--- TASK MATERIAL ---

-- BEGIN --

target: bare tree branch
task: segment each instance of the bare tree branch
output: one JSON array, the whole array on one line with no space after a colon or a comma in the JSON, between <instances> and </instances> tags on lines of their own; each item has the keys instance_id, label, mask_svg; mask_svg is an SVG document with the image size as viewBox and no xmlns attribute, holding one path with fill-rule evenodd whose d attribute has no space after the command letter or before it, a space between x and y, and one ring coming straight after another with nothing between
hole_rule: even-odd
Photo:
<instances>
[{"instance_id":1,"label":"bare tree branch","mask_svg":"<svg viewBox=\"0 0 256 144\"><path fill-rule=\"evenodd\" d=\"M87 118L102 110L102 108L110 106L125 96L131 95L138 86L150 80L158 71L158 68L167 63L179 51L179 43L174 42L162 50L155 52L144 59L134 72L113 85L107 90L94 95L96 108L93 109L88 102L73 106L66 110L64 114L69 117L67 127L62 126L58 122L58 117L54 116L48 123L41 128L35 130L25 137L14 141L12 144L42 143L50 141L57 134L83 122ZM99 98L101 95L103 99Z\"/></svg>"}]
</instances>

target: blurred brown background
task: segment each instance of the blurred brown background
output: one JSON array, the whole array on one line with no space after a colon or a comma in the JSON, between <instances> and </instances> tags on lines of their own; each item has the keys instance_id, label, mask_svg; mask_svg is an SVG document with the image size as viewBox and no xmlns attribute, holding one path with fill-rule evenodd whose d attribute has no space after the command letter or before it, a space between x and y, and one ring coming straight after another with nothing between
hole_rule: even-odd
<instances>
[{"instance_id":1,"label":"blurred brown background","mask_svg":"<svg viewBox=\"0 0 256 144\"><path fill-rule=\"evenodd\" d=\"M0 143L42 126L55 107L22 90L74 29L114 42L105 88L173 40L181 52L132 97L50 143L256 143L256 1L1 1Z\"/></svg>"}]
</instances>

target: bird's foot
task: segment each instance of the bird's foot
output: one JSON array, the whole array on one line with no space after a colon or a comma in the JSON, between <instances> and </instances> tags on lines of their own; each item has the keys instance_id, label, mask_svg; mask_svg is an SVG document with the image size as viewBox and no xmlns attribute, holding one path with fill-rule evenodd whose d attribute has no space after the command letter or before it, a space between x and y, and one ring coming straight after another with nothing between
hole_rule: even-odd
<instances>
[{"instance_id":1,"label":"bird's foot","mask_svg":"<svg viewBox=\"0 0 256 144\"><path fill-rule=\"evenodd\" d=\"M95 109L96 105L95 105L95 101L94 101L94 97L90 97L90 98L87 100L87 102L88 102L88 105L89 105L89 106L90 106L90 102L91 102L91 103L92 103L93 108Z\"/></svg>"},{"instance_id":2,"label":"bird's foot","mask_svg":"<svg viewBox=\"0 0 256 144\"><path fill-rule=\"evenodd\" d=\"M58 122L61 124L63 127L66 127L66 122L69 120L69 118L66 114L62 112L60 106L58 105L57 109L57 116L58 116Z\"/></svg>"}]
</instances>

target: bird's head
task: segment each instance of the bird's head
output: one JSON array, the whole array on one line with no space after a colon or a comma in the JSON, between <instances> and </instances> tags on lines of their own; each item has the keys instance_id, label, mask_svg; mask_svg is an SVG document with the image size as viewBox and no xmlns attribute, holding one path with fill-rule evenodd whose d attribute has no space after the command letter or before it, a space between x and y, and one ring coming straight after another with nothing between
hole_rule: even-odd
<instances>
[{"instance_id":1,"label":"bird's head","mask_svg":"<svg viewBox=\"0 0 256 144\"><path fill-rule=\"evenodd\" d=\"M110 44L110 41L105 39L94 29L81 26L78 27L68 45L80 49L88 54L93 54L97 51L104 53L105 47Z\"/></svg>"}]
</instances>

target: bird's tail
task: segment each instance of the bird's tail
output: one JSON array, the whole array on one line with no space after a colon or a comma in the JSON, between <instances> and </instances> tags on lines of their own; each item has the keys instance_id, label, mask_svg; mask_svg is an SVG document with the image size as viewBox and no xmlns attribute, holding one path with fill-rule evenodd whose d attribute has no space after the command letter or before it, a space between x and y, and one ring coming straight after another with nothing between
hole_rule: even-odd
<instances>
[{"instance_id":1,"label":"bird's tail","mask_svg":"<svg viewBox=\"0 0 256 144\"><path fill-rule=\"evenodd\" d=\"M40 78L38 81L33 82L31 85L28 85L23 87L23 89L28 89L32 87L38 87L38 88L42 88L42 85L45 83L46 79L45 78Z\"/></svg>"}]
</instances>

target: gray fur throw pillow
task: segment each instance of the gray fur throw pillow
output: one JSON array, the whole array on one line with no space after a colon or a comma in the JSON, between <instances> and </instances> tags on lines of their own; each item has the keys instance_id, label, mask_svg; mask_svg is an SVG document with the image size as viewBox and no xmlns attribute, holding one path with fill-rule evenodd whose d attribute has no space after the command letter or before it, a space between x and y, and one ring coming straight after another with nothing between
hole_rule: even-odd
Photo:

-- END --

--- EXERCISE BRIEF ---
Reproduce word for word the lines of the entries from the line containing "target: gray fur throw pillow" through the end of the entries, both included.

--- ANSWER TO THIS EXERCISE ---
target: gray fur throw pillow
task: segment each instance of the gray fur throw pillow
output: one JSON array, the whole array on one line with no space after a colon or a comma in the JSON, between <instances> and </instances> tags on lines of their own; each item has the keys instance_id, label, mask_svg; mask_svg is an SVG document with the image size as viewBox and no xmlns attribute, holding one path with fill-rule evenodd whose d attribute has no space after the command letter or before it, a space between x and y, and one ring coming straight after another with nothing between
hole_rule: even-odd
Photo:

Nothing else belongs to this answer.